### [What to produce]
The full set of entries, reproduced exactly, is the expected answer.

---

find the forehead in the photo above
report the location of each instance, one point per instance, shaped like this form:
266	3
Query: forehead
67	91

---

### [Your solution]
find the forehead in the photo above
report the location of each instance, one point per instance, shaped like this form:
266	3
Query: forehead
67	91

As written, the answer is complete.